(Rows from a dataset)

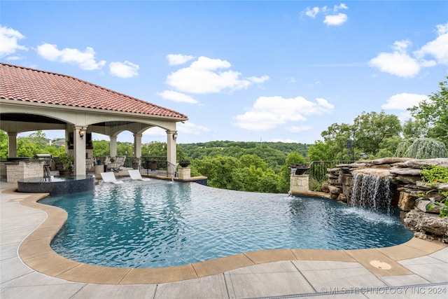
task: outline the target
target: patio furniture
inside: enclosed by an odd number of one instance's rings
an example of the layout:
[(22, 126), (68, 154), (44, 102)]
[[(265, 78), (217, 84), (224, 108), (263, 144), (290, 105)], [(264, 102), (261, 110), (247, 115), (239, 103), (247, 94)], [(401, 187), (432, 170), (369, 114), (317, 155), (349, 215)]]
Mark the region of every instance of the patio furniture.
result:
[(53, 160), (51, 155), (49, 153), (38, 153), (36, 154), (36, 158), (38, 160), (45, 160), (45, 164), (43, 165), (43, 176), (50, 176), (51, 175), (51, 162)]
[(93, 169), (93, 158), (85, 158), (85, 172), (90, 172)]
[(150, 181), (150, 179), (148, 178), (142, 178), (141, 174), (140, 174), (140, 171), (139, 169), (130, 169), (127, 171), (129, 172), (130, 176), (133, 180), (137, 181)]
[(112, 183), (115, 184), (123, 183), (122, 181), (118, 181), (113, 172), (102, 172), (101, 177), (105, 183)]
[(107, 171), (118, 172), (120, 170), (120, 167), (125, 165), (125, 161), (126, 160), (125, 155), (118, 155), (115, 157), (113, 162), (107, 163)]

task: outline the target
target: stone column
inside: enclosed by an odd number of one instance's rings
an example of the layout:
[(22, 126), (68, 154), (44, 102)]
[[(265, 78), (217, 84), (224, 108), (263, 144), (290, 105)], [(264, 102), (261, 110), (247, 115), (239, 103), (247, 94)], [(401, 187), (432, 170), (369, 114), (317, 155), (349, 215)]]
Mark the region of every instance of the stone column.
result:
[(76, 126), (74, 130), (74, 157), (75, 158), (75, 175), (85, 174), (85, 139), (84, 135), (81, 137), (79, 132), (83, 130), (84, 133), (87, 132), (87, 128), (82, 126)]
[(134, 134), (134, 156), (141, 157), (141, 134)]
[(177, 162), (176, 158), (176, 139), (177, 139), (177, 131), (167, 130), (167, 161), (173, 165)]
[(191, 168), (190, 167), (178, 168), (177, 173), (181, 180), (189, 180), (191, 178)]
[(117, 137), (111, 136), (111, 157), (117, 156)]
[(17, 133), (8, 132), (8, 157), (17, 157)]

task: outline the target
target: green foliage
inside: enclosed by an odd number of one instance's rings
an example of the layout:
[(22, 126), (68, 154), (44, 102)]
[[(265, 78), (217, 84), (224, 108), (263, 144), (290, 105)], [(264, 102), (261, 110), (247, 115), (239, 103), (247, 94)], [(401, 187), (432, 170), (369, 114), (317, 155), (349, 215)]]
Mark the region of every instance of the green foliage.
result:
[(329, 144), (317, 140), (309, 146), (308, 157), (311, 161), (328, 161), (332, 160), (333, 155)]
[[(426, 192), (426, 195), (434, 191), (433, 190), (430, 190)], [(435, 207), (439, 207), (439, 216), (440, 218), (448, 217), (448, 191), (441, 191), (439, 190), (439, 193), (442, 194), (445, 198), (442, 199), (440, 202), (435, 200), (434, 197), (429, 197), (429, 202), (426, 204), (425, 206), (425, 209), (426, 211), (430, 211), (434, 209)], [(417, 198), (417, 200), (425, 200), (426, 197), (423, 194), (419, 194), (419, 196), (420, 197)]]
[(209, 186), (251, 192), (278, 193), (279, 179), (267, 164), (256, 155), (217, 156), (195, 159), (193, 176), (206, 176)]
[[(244, 155), (256, 155), (275, 173), (281, 171), (288, 154), (298, 152), (306, 156), (309, 146), (282, 142), (209, 141), (180, 145), (184, 159), (192, 160), (205, 157), (230, 156), (239, 159)], [(179, 151), (178, 150), (178, 152)]]
[[(405, 149), (411, 142), (411, 145)], [(429, 138), (419, 138), (415, 140), (405, 141), (400, 144), (396, 151), (396, 156), (414, 159), (447, 158), (448, 151), (441, 141)]]
[(0, 130), (0, 158), (8, 158), (8, 134)]
[(448, 167), (429, 165), (424, 167), (421, 172), (421, 181), (433, 184), (448, 183)]
[(386, 139), (398, 136), (402, 130), (398, 117), (384, 111), (363, 112), (354, 122), (356, 146), (373, 155), (377, 155)]
[[(448, 167), (442, 166), (429, 165), (424, 167), (421, 173), (421, 181), (430, 185), (435, 186), (437, 183), (448, 183)], [(432, 190), (427, 193), (433, 191)], [(440, 218), (448, 217), (448, 191), (442, 191), (439, 190), (445, 198), (439, 201), (435, 200), (434, 197), (429, 198), (429, 202), (426, 204), (426, 211), (431, 211), (434, 207), (437, 206), (440, 208), (439, 215)], [(424, 199), (423, 195), (420, 195), (419, 200)]]
[(428, 127), (423, 120), (410, 118), (403, 124), (405, 139), (423, 138), (428, 135)]
[(407, 151), (410, 146), (412, 145), (414, 139), (405, 139), (401, 141), (395, 152), (395, 157), (404, 158), (405, 153)]
[[(446, 77), (448, 79), (448, 76)], [(448, 146), (448, 83), (439, 83), (440, 90), (433, 92), (428, 100), (408, 109), (411, 114), (428, 127), (426, 136), (443, 142)]]
[(93, 140), (93, 156), (109, 156), (111, 155), (111, 148), (109, 141), (106, 140)]

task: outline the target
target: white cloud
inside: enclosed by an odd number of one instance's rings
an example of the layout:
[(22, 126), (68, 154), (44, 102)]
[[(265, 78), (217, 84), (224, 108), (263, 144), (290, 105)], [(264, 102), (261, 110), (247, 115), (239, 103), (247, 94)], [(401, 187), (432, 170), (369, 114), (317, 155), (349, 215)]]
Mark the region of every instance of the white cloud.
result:
[(18, 50), (27, 50), (27, 47), (18, 43), (22, 39), (24, 36), (18, 31), (0, 26), (0, 57), (13, 54)]
[(313, 130), (313, 127), (311, 125), (303, 125), (301, 127), (293, 126), (286, 129), (290, 132), (293, 133), (301, 133), (304, 131), (309, 131), (310, 130)]
[(319, 13), (319, 8), (317, 6), (313, 7), (310, 8), (309, 7), (307, 8), (307, 11), (305, 11), (305, 15), (307, 16), (314, 18), (316, 15)]
[(428, 99), (425, 95), (415, 93), (400, 93), (387, 99), (382, 109), (406, 110), (408, 108), (417, 106), (421, 101)]
[[(410, 78), (418, 74), (421, 68), (448, 64), (448, 23), (437, 25), (438, 36), (412, 53), (407, 53), (412, 45), (409, 40), (393, 43), (393, 53), (381, 53), (369, 61), (369, 65), (399, 77)], [(435, 59), (427, 59), (432, 56)]]
[(342, 3), (333, 6), (332, 9), (326, 6), (321, 8), (315, 6), (312, 8), (307, 7), (304, 11), (301, 13), (301, 15), (305, 15), (314, 19), (318, 14), (322, 13), (325, 15), (325, 19), (323, 20), (325, 24), (328, 26), (339, 26), (346, 22), (348, 20), (346, 14), (341, 13), (336, 13), (342, 9), (349, 9), (349, 6)]
[(335, 12), (339, 11), (340, 9), (349, 9), (349, 7), (345, 4), (340, 4), (340, 5), (335, 5), (333, 8), (333, 11)]
[(160, 127), (153, 127), (143, 132), (144, 135), (148, 136), (167, 136), (166, 130)]
[(328, 26), (339, 26), (346, 22), (346, 20), (347, 15), (345, 13), (338, 13), (337, 15), (326, 16), (323, 22)]
[(379, 53), (369, 61), (369, 65), (399, 77), (413, 77), (420, 72), (420, 65), (416, 60), (399, 52)]
[(158, 95), (162, 97), (162, 99), (169, 99), (170, 101), (189, 104), (197, 104), (197, 101), (190, 97), (189, 95), (174, 90), (164, 90), (162, 92), (158, 92)]
[(297, 144), (299, 141), (294, 139), (280, 139), (278, 138), (275, 138), (274, 139), (268, 140), (269, 142), (282, 142), (284, 144)]
[(139, 76), (139, 68), (138, 64), (127, 60), (125, 62), (115, 62), (109, 64), (110, 73), (120, 78), (132, 78)]
[(448, 23), (437, 25), (438, 36), (414, 52), (417, 58), (424, 58), (426, 55), (435, 57), (437, 63), (448, 64)]
[(188, 134), (191, 135), (201, 135), (210, 131), (206, 127), (196, 125), (189, 121), (177, 125), (177, 130), (180, 134)]
[(289, 122), (304, 121), (307, 115), (330, 113), (332, 108), (324, 99), (312, 102), (302, 97), (260, 97), (247, 112), (233, 117), (234, 125), (248, 130), (270, 130)]
[(167, 55), (168, 64), (169, 65), (183, 64), (184, 63), (195, 58), (195, 57), (194, 56), (184, 55), (182, 54), (169, 54)]
[(95, 61), (95, 51), (90, 47), (84, 51), (70, 48), (58, 50), (56, 45), (44, 43), (37, 47), (37, 53), (48, 60), (74, 63), (87, 71), (99, 69), (106, 64), (105, 60)]
[(190, 67), (168, 75), (166, 83), (182, 92), (206, 94), (247, 88), (269, 79), (267, 76), (240, 78), (241, 73), (238, 71), (218, 71), (231, 66), (227, 61), (202, 56)]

→ What the task requires
Rewrite the rows from the start through the line containing "[(93, 169), (93, 158), (85, 158), (85, 172), (90, 172)]", substituting "garden furniture" for "patio furniture" and keeping everything else unchanged. Leave the pictures out.

→ Result of the exercise
task: outline the target
target: garden furniture
inside: enclosed by an odd number of one instance's rings
an example of the layout:
[(22, 126), (68, 154), (44, 102)]
[[(265, 78), (217, 84), (224, 108), (263, 144), (290, 105)], [(264, 102), (261, 110), (247, 115), (239, 103), (247, 94)], [(401, 187), (432, 170), (369, 114), (317, 155), (349, 215)]]
Mark the region of every instance of the garden furniture.
result:
[(53, 160), (51, 155), (49, 153), (38, 153), (36, 154), (36, 158), (38, 160), (45, 160), (45, 164), (43, 165), (43, 176), (50, 176), (51, 175), (51, 162)]
[(93, 169), (93, 158), (85, 158), (85, 172), (90, 172)]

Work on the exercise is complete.